> [TAREFAS A CUMPRIR]
[a] No trecho sobre o turismo nos Jogos, quantos turistas a Embratur espera no Rio de Janeiro?
[b] Indique se cada afirmação abaixo está de acordo com o trecho sobre o turismo nos Jogos: (i) os espanhóis foram os que reservaram viagens com a maior antecedência; (ii) os americanos foram o grupo que mais buscou passagens aéreas para o Rio de Janeiro nas datas dos Jogos; (iii) depois dos alemães, os italianos foram os que mais procuraram por promoções.
[c] Transcreva do trecho selecionado a passagem que começa em "A Embratur diz" e segue até "economia do país.", sem nenhuma alteração.

#### TRECHO SELECIONADO

A Embratur diz esperar entre 350 mil e 500 mil turistas (brasileiros e estrangeiros) no Rio de Janeiro durante os Jogos, e a expectativa é de que a movimentação injete US$ 1,7 bilhão (R$ 5,5 bilhões) na economia do país.

No levantamento do site Kayak ao qual à BBC Brasil teve acesso exclusivo, os americanos aparecem como o grupo que mais buscou por passagens aéreas para o Rio de Janeiro nas datas dos Jogos. Segundo a pesquisa, o resultado se deve à proximidade geográfica, ao interesse nas competições olímpicas e à grande oferta de voos diários entre os dois países.

Já os alemães foram os que reservaram viagens com a maior antecedência, já a partir de maio do ano passado, e os espanhóis foram os que mais deixaram para a última hora, reservando viagens três meses antes do evento. Os alemães também foram os que mais procuraram por promoções, seguidos dos italianos e franceses.

########
#### LINHAS DE DADOS

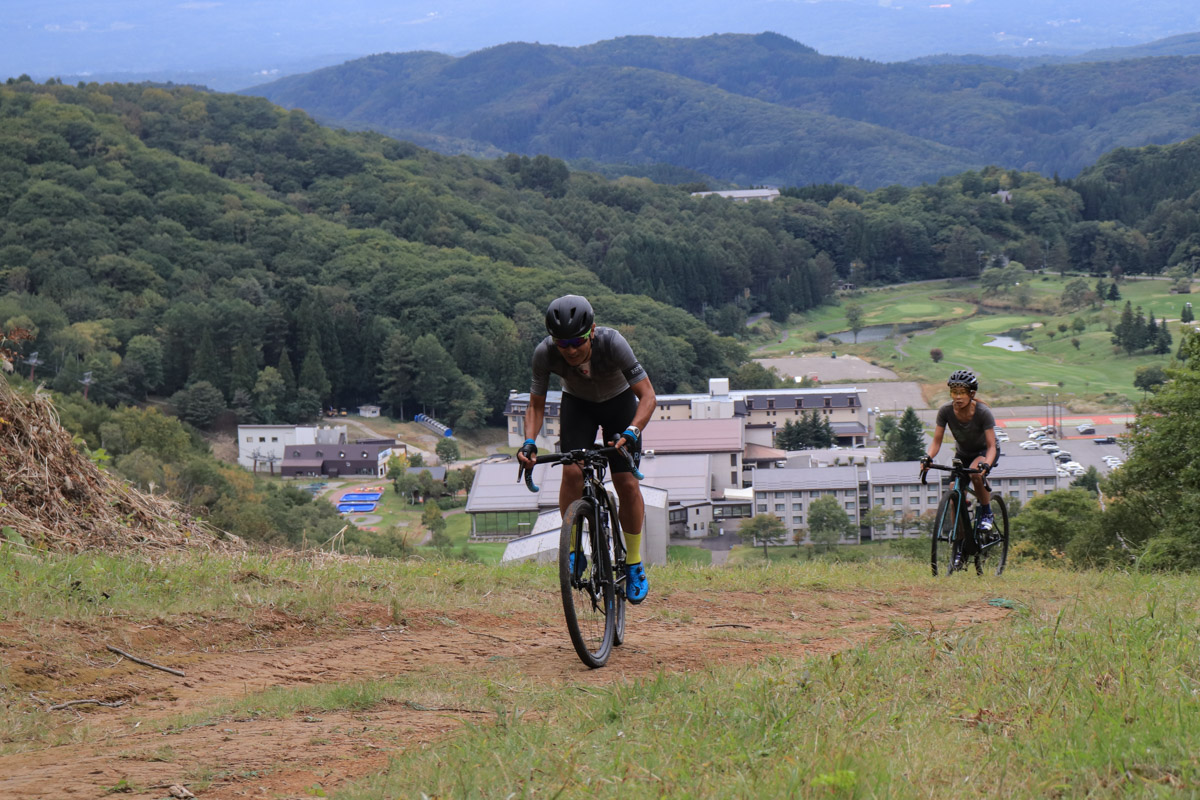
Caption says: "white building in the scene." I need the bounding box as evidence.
[238,425,347,473]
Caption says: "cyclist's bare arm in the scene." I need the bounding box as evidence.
[612,378,659,447]
[929,425,946,459]
[517,395,546,469]
[983,428,998,467]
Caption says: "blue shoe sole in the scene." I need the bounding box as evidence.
[625,572,650,606]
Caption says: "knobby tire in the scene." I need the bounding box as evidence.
[558,498,617,669]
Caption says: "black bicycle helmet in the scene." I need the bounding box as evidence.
[946,369,979,391]
[546,294,596,339]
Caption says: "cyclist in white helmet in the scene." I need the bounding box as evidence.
[920,369,1000,544]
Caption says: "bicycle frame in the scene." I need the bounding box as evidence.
[920,458,1008,576]
[517,447,642,668]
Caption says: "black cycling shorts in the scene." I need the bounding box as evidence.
[558,389,642,473]
[954,445,1001,469]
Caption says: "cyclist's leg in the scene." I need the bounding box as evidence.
[612,473,646,564]
[962,449,1000,533]
[558,392,600,561]
[601,389,649,603]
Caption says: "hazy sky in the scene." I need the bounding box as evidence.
[7,0,1200,77]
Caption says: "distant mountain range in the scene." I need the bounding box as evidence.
[244,34,1200,188]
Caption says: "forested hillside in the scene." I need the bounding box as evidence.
[247,34,1200,188]
[7,73,1200,428]
[0,80,1200,563]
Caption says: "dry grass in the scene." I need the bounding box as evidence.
[0,378,242,553]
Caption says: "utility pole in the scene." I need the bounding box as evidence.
[25,350,46,383]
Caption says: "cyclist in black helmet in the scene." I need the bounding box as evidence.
[517,295,655,603]
[920,369,1000,556]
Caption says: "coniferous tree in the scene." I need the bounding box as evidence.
[376,332,415,420]
[229,342,258,400]
[883,405,925,461]
[298,336,331,414]
[276,348,296,397]
[187,327,226,391]
[1154,319,1174,355]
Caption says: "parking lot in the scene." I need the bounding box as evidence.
[917,407,1133,486]
[997,417,1126,480]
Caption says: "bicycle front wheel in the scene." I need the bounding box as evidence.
[976,494,1008,575]
[558,498,616,669]
[929,492,965,578]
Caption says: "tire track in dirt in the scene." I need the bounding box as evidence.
[0,587,1008,800]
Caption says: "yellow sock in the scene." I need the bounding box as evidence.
[622,530,642,564]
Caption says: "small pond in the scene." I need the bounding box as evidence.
[983,336,1033,353]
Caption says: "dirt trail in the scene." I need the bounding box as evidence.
[0,587,1008,800]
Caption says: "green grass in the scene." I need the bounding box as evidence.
[9,543,1200,800]
[667,545,713,566]
[340,566,1200,800]
[752,276,1187,410]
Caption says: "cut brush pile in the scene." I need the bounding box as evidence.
[0,377,240,552]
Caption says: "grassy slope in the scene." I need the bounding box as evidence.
[754,276,1188,410]
[0,548,1200,800]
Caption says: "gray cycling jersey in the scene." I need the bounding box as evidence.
[529,326,646,403]
[937,401,996,453]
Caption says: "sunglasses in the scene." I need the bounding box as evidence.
[554,331,592,349]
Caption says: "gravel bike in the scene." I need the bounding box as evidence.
[517,447,642,669]
[920,458,1008,577]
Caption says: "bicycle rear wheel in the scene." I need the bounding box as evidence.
[929,492,965,578]
[976,494,1008,575]
[558,498,616,669]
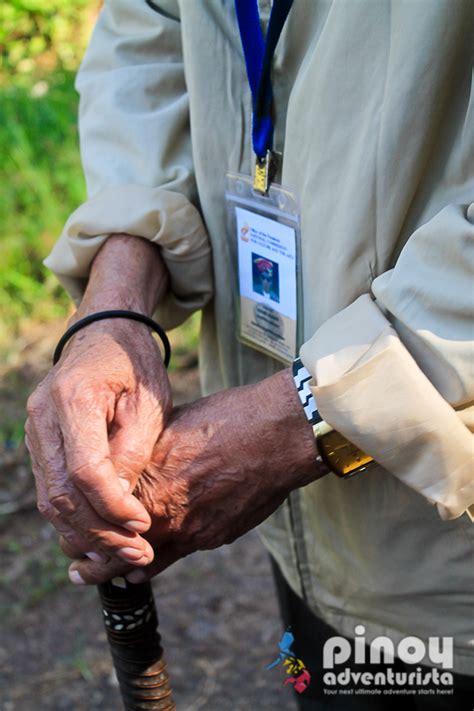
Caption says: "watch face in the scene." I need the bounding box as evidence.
[317,430,374,477]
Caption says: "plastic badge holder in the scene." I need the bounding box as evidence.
[225,173,303,365]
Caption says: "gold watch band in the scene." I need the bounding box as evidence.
[312,420,375,478]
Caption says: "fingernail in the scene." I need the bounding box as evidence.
[68,570,86,585]
[117,548,145,561]
[119,476,130,494]
[86,551,107,563]
[125,570,148,583]
[123,521,150,533]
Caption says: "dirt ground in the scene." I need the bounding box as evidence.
[0,327,296,711]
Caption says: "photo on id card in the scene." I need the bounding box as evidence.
[226,172,299,363]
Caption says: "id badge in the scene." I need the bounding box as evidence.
[225,173,303,364]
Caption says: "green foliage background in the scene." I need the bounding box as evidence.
[0,0,100,354]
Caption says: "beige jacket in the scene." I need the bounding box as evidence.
[46,0,474,674]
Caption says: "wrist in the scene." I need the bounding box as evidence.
[259,368,327,489]
[79,235,168,321]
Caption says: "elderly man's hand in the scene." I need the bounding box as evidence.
[64,370,323,583]
[26,236,172,565]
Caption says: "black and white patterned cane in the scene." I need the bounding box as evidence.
[98,578,176,711]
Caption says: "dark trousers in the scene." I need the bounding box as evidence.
[271,557,474,711]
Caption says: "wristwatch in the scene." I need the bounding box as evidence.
[293,357,375,479]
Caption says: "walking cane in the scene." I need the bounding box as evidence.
[53,310,176,711]
[98,578,176,711]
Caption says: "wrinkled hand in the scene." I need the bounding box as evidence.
[26,237,172,565]
[69,370,324,583]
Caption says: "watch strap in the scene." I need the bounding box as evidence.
[293,356,323,425]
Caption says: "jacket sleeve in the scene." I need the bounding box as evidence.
[301,203,474,519]
[45,0,212,328]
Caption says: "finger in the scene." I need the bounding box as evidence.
[28,426,153,565]
[59,536,110,563]
[53,381,151,531]
[125,543,191,584]
[68,558,132,585]
[109,392,160,484]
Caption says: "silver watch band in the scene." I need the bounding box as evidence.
[293,356,323,425]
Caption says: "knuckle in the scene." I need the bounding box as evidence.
[51,374,71,400]
[36,501,54,523]
[49,493,78,517]
[26,390,44,420]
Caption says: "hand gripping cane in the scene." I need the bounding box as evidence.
[53,311,176,711]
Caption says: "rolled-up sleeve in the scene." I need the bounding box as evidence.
[45,0,213,328]
[301,204,474,519]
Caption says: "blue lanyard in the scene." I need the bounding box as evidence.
[235,0,293,191]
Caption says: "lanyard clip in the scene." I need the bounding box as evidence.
[253,151,277,195]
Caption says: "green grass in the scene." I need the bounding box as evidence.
[0,72,85,348]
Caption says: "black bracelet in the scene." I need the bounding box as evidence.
[53,310,171,368]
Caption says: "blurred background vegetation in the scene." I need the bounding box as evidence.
[0,0,100,360]
[0,0,198,448]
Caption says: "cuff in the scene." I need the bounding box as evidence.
[44,185,213,329]
[300,294,474,519]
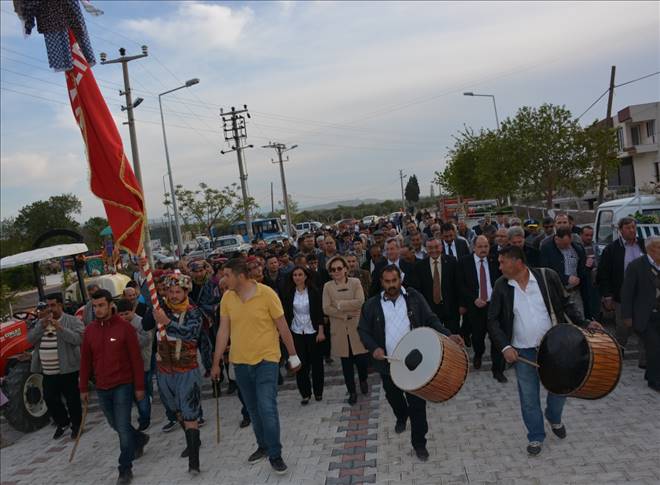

########

> [RESPOSTAS DAS TAREFAS]
[a] Entre 350 mil e 500 mil turistas, brasileiros e estrangeiros.

[b]
(i) Não: "os alemães foram os que reservaram viagens com a maior antecedência".
(ii) Sim: "os americanos aparecem como o grupo que mais buscou por passagens aéreas para o Rio de Janeiro nas datas dos Jogos".
(iii) Sim: "Os alemães também foram os que mais procuraram por promoções, seguidos dos italianos e franceses".

[c]
A Embratur diz esperar entre 350 mil e 500 mil turistas (brasileiros e estrangeiros) no Rio de Janeiro durante os Jogos, e a expectativa é de que a movimentação injete US$ 1,7 bilhão (R$ 5,5 bilhões) na economia do país.